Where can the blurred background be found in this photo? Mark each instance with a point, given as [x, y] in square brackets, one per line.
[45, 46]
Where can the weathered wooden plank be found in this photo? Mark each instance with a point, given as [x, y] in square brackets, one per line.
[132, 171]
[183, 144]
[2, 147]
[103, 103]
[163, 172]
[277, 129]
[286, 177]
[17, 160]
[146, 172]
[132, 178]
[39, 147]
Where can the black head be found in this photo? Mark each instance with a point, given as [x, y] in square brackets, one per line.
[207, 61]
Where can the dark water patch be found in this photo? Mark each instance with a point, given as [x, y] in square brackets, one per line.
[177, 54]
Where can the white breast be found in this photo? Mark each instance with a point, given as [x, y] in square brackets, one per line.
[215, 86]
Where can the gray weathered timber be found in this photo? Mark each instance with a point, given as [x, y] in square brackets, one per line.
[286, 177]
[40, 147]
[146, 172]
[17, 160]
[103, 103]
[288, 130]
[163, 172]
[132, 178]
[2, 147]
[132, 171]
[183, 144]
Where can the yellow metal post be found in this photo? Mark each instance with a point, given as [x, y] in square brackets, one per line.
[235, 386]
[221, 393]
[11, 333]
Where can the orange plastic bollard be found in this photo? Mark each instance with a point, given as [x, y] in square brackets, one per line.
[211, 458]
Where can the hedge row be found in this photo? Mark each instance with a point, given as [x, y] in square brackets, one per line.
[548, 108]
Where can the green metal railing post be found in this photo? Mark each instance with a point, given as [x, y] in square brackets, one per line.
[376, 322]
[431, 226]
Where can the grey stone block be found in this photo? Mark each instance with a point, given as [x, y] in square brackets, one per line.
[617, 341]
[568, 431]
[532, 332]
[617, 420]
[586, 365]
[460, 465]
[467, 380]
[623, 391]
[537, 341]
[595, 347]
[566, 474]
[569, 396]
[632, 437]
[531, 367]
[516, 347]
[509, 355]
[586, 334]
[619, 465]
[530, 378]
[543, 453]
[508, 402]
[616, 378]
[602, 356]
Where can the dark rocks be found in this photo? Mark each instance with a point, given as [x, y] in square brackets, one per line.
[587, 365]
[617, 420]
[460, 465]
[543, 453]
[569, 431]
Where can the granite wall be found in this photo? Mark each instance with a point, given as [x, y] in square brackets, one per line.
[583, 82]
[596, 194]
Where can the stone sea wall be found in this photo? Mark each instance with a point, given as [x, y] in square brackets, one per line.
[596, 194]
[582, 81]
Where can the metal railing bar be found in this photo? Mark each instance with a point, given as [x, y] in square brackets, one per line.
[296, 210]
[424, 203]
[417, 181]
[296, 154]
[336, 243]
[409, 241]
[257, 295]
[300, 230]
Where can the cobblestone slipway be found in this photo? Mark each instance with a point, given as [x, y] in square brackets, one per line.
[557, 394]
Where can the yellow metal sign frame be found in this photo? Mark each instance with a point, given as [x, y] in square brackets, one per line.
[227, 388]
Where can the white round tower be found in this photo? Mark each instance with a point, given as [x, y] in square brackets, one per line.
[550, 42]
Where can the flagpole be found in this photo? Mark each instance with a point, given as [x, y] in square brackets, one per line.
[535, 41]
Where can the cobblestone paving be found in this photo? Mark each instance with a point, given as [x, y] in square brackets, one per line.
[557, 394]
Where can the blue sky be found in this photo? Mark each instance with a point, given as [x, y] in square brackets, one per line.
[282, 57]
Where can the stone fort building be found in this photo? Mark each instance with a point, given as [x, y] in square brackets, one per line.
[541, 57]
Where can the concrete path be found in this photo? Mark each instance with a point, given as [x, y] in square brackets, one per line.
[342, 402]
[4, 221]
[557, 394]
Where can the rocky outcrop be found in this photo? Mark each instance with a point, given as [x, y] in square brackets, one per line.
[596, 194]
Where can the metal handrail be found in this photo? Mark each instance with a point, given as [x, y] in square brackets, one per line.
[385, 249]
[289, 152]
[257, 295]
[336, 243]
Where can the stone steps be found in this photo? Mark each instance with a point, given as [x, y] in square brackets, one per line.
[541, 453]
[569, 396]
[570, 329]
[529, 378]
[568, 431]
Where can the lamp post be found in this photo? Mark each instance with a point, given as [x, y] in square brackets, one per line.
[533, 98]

**Task brief**
Please revise all of the items above so that "instance" becomes "occurrence" wherever it appears, leaving everything else unchanged.

**Problem solution**
Where can the blurred background be found in this photo? Mark each occurrence with a point, given as [x, y] in square brackets, one per line.
[45, 46]
Where can the weathered wooden plank be found in this photo? Mark each occurrence with a point, given as [x, y] in square brackets, one per line.
[132, 171]
[183, 144]
[2, 147]
[103, 103]
[163, 172]
[277, 129]
[286, 177]
[17, 160]
[146, 172]
[132, 178]
[39, 147]
Where can the black head be found in this photo? Mark each occurrence with a point, given as [x, y] in square brackets, one per line.
[207, 61]
Where can the dark water patch be found in this photo? Mark each occurrence with a point, given as [x, y] in square brackets, one per line.
[177, 54]
Where can the white breast be found in this photo? Mark each occurrence with a point, given as [x, y] in square brackets, one per line.
[215, 86]
Where can the gray weathered timber be found in this photo? Mark each occurrence with a point, given as [x, y] in square brackets, one per line.
[286, 177]
[40, 147]
[146, 172]
[17, 160]
[103, 103]
[288, 130]
[163, 172]
[132, 178]
[2, 147]
[132, 171]
[183, 144]
Where can the yellow metal post be found in this photo? Mark each occurrence with a point, given as [x, y] in square brackets, one per line.
[235, 386]
[221, 393]
[11, 333]
Where can the orange plastic bollard be found in this photo? Mark each occurrence with a point, given as [x, y] in square brackets, one per line.
[211, 458]
Where can the hedge row be found in this photo? Mark each occurrence with a point, given as [x, y] in square brackets, one per line.
[548, 108]
Where can the green metal railing post be found in this photo? Mark each occurrence with a point, given as [x, y] in square brackets, one per line.
[376, 322]
[431, 226]
Where can the grey stone block be found in this photo? Mark each occurrence with a point, given as [x, y] in square brackets, one per line.
[617, 341]
[568, 431]
[532, 332]
[617, 420]
[586, 365]
[460, 465]
[467, 380]
[623, 391]
[537, 341]
[595, 347]
[566, 474]
[569, 396]
[632, 437]
[531, 367]
[516, 347]
[509, 355]
[586, 334]
[619, 465]
[530, 378]
[543, 453]
[508, 402]
[616, 378]
[602, 356]
Where can the dark rocks be found in this photo? Mark each occurrence with a point, given as [x, y] in square brackets, one per line.
[587, 365]
[617, 420]
[460, 465]
[543, 453]
[569, 431]
Where can the granite wall be found in this photo? Mark each occurrence with a point, given as [x, y] in square brackets, one per line.
[583, 82]
[596, 194]
Where can the stone sea wall be found in this photo? Mark each occurrence with a point, given as [x, y] in square brackets, one per line.
[596, 194]
[582, 81]
Where can the metal railing bar be found in this photo? Mark each occurrence with a point, given as [x, y] in square brackets, one per line.
[296, 210]
[424, 203]
[417, 181]
[296, 154]
[336, 243]
[409, 241]
[257, 295]
[300, 230]
Where can the cobblestone slipway be found in this photo? Mark each occurrence with a point, given as [x, y] in square brackets, one per line.
[557, 394]
Where can the yellow metal sign frame be found in this photo? Mark each occurrence with a point, given as [x, y] in square brackets, one per line.
[227, 388]
Where can the white round tower be found in this photo? Mark each occurrence with a point, given as [x, y] in square brackets, one per line.
[550, 42]
Where can the flagpole be found in this photo? Mark each occurrence with a point, given as [x, y] in square brackets, one per line.
[535, 41]
Where can the cobblestone paving be found in this photo? Mark each occurrence with a point, given as [x, y] in square brackets, one per line.
[557, 394]
Where can the blue sky be found in this photo? Mark each occurrence with a point, given as [x, y] in square brackets, one per line.
[282, 57]
Where can the stone fort building be found in this photo? Mark each occurrence with a point, given as [x, y] in square brackets, one per line.
[541, 57]
Where can the concrete path be found in this photo? Mark each occurrence with a point, given as [x, y] in square brackets, one per line.
[342, 402]
[4, 221]
[557, 394]
Where can the rocky outcrop be found in this photo? Mark each occurrence with a point, given as [x, y] in square brackets, one per line.
[596, 194]
Where can the metal handrail be found in this photo? Mark each occurrence with a point, given as [x, y] in square brackets, one per line.
[385, 249]
[289, 152]
[257, 295]
[336, 243]
Where can the stone steps be found in this photo? Mark each occurrence with a point, given as [x, y] in square brackets, one per line.
[541, 453]
[569, 396]
[570, 329]
[529, 378]
[568, 431]
Where can the lamp post be found in this photo? Mark each occurrence with a point, given as [x, y] in square brackets, one per line.
[533, 98]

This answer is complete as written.